# WHAT IS BEING ASKED:
Extract the travel newsletter below and reproduce the whole of it word for word.

# DOCUMENT TEXT:
┌──

Friday 6 August, 2004
Last call for the Danube River Christmas Markets Cruise. If you're interested in what promises to be a delightful tour through beautiful scenery at a pretty and festive time of year, please urgently register with us now - we're closing registrations for this tour on Tuesday 10 August.
I came across a great gadget a few weeks ago, and liked it so much, I decided to offer it for sale myself. And so, hopefully free of commercial bias, here's my review of this product :
This Week's Column : Back up your GSM cell phone's SIM data : If you lose your cell phone, you'll lose all your stored phone numbers. If you change to another wireless service, you'll have to painstakingly reprogram them into your new SIM and phone. This new gadget saves you the bother. It stores a backup copy of your SIM data, protecting you against data loss, and which you can transfer to other SIMs. If you have a GSM phone, this is a great accessory.
There's an interesting new website out there with the slightly frightening name of Travel Battle. But its intentions are peaceful and honorable. It acts as an internet match-maker, attempting to introduce intending travelers to suitable travel agents who can help to recommend and confirm travel arrangements. Registration and participation is free for travelers.
Currently they have an interesting problem. They have too many potential travelers and not enough registered travel agents. And so, as a special deal for Travel Insider readers who are travel agents, they are giving a limited number of free registrations, complete with 60 days of free introductions, to travel agents who sign up and quote the 'Travel Insider' discount offer. First in, first served, so hurry if this is of interest.
How does the site make money? In addition to normally charging a membership fee, they also normally charge a fee per referral passed on to a travel agent. They also charge a 2% fee on any commissionable bookings made by the agency for the referred traveler.

└──

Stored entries
┌──

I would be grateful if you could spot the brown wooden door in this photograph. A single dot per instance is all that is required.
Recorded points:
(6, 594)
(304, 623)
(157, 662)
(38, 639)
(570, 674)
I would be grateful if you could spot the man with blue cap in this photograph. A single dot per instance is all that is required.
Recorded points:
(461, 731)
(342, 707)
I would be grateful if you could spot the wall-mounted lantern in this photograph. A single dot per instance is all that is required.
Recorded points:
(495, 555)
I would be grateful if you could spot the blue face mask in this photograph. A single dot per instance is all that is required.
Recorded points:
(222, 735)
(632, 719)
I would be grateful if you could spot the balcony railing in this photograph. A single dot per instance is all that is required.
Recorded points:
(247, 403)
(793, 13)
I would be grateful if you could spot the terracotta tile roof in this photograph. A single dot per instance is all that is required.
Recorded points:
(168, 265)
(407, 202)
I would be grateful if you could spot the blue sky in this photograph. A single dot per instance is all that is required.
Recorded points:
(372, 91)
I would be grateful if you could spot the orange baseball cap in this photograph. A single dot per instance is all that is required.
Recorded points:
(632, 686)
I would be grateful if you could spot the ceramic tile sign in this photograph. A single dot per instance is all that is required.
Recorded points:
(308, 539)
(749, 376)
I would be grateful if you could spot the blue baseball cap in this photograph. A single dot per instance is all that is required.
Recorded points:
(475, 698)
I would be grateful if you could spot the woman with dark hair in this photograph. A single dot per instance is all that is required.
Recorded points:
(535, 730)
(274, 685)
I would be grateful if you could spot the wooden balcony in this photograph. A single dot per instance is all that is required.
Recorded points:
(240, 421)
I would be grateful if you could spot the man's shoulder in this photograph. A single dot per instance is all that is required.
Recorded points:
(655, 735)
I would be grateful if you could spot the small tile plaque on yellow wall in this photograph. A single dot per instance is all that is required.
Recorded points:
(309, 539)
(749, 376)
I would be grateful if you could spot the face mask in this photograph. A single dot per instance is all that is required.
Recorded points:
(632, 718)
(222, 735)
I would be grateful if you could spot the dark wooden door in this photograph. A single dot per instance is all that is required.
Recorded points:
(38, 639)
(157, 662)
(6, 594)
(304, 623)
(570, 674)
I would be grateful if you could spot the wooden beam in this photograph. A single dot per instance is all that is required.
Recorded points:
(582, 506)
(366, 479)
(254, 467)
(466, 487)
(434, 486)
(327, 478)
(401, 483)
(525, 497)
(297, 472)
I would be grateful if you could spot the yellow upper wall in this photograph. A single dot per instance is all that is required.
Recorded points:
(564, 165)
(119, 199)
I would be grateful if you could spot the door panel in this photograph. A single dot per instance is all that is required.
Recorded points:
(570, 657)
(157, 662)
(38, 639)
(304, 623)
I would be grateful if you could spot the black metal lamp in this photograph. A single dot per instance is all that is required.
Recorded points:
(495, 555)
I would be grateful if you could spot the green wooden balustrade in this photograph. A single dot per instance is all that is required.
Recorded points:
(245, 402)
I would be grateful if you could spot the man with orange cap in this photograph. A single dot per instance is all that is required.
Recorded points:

└──

# FULL RESPONSE:
Friday 6 August, 2004
Last call for the Danube River Christmas Markets Cruise. If you're interested in what promises to be a delightful tour through beautiful scenery at a pretty and festive time of year, please urgently register with us now - we're closing registrations for this tour on Tuesday 10 August.
I came across a great gadget a few weeks ago, and liked it so much, I decided to offer it for sale myself. And so, hopefully free of commercial bias, here's my review of this product :
This Week's Column : Back up your GSM cell phone's SIM data : If you lose your cell phone, you'll lose all your stored phone numbers. If you change to another wireless service, you'll have to painstakingly reprogram them into your new SIM and phone. This new gadget saves you the bother. It stores a backup copy of your SIM data, protecting you against data loss, and which you can transfer to other SIMs. If you have a GSM phone, this is a great accessory.
There's an interesting new website out there with the slightly frightening name of Travel Battle. But its intentions are peaceful and honorable. It acts as an internet match-maker, attempting to introduce intending travelers to suitable travel agents who can help to recommend and confirm travel arrangements. Registration and participation is free for travelers.
Currently they have an interesting problem. They have too many potential travelers and not enough registered travel agents. And so, as a special deal for Travel Insider readers who are travel agents, they are giving a limited number of free registrations, complete with 60 days of free introductions, to travel agents who sign up and quote the 'Travel Insider' discount offer. First in, first served, so hurry if this is of interest.
How does the site make money? In addition to normally charging a membership fee, they also normally charge a fee per referral passed on to a travel agent. They also charge a 2% fee on any commissionable bookings made by the agency for the referred traveler.